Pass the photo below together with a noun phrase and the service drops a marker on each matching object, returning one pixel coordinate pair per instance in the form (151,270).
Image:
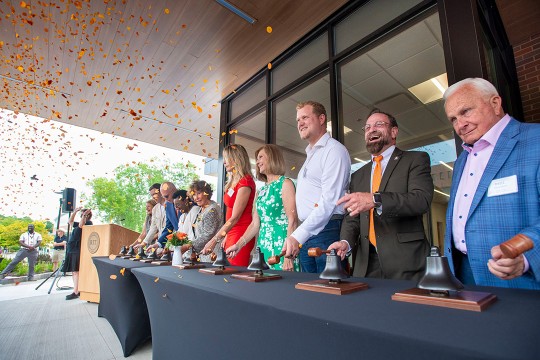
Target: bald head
(167,190)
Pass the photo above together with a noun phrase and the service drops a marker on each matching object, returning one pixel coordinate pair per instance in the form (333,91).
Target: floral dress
(273,220)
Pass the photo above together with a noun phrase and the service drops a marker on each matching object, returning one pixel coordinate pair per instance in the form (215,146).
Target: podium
(99,240)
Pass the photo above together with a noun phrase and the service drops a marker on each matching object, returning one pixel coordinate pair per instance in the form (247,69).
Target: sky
(41,157)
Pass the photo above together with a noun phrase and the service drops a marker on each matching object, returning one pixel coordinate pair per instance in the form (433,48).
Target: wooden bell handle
(317,252)
(516,246)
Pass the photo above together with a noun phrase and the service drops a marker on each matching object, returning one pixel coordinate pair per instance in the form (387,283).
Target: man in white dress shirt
(322,180)
(158,219)
(29,242)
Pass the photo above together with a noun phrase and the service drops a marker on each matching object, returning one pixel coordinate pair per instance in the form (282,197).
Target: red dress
(236,232)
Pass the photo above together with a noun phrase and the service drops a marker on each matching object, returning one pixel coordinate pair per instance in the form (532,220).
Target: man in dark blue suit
(167,190)
(495,192)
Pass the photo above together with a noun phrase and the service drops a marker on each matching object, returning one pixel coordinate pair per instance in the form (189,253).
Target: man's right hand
(341,247)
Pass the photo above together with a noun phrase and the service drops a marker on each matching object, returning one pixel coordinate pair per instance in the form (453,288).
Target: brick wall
(527,56)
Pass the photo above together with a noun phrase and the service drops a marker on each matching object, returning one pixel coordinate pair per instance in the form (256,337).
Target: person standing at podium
(73,252)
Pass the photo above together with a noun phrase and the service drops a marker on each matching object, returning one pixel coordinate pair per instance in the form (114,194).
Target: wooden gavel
(316,252)
(516,246)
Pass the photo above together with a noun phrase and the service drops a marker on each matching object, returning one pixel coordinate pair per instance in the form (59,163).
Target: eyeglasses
(377,125)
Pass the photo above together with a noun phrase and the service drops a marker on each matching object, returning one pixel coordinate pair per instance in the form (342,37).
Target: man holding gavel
(495,190)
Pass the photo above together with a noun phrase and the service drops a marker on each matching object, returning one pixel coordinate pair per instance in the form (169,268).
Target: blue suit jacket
(171,223)
(495,219)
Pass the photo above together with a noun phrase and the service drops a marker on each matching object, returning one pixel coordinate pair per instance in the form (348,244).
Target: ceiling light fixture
(237,11)
(165,123)
(430,90)
(33,85)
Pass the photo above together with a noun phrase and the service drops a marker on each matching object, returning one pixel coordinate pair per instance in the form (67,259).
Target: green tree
(11,229)
(122,200)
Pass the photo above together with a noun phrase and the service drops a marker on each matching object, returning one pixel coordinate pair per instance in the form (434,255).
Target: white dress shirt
(158,223)
(30,239)
(322,180)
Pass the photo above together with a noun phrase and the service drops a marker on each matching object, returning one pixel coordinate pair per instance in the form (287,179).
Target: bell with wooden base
(439,287)
(140,255)
(331,277)
(191,263)
(258,264)
(165,260)
(221,264)
(150,258)
(123,251)
(130,253)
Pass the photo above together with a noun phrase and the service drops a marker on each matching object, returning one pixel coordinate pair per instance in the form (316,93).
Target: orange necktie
(375,183)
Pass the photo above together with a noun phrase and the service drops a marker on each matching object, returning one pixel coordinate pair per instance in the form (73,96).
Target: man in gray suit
(387,198)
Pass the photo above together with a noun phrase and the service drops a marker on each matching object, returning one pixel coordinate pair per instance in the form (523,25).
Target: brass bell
(131,251)
(333,270)
(152,256)
(438,277)
(221,259)
(166,256)
(258,263)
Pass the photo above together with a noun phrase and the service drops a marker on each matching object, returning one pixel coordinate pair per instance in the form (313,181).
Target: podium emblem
(93,242)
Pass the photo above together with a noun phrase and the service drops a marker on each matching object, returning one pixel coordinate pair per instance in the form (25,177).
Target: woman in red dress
(238,198)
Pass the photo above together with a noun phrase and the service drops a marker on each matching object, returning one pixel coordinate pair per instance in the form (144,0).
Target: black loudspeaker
(68,196)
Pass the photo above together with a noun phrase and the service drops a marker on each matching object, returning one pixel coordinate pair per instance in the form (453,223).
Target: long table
(198,316)
(122,302)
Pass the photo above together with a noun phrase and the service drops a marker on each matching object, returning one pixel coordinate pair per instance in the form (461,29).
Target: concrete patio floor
(36,325)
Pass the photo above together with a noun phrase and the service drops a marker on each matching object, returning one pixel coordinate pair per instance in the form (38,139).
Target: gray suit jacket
(406,191)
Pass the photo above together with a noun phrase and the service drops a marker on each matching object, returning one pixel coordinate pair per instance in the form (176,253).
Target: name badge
(503,186)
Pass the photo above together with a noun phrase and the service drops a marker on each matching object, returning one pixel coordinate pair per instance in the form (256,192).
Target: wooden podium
(99,240)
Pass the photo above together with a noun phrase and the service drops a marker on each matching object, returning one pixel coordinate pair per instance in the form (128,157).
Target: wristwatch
(377,199)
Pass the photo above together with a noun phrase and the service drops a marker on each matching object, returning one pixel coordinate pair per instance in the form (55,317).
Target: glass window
(251,134)
(299,64)
(286,132)
(248,98)
(406,77)
(368,18)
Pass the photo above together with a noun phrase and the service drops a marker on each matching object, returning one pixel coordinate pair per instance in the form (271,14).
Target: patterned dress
(274,221)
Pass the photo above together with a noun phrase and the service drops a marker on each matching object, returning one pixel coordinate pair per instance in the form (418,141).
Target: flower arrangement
(177,238)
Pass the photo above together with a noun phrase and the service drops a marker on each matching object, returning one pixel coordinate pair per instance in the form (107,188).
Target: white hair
(484,87)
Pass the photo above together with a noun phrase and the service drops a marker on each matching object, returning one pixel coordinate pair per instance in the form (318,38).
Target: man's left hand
(356,203)
(504,268)
(291,247)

◆ **AIM OF THE EXERCISE**
Output only a verbatim copy of the lines spanning from the line that contains "the form (318,38)." to the end of the records above.

◆ **EXERCISE OUTPUT**
Pass the photo above together with a noun phrase and the service drops a marker on each matching object, returning one pixel coordinate pair per instance in the form (318,38).
Target: man's left hand
(356,203)
(504,268)
(291,247)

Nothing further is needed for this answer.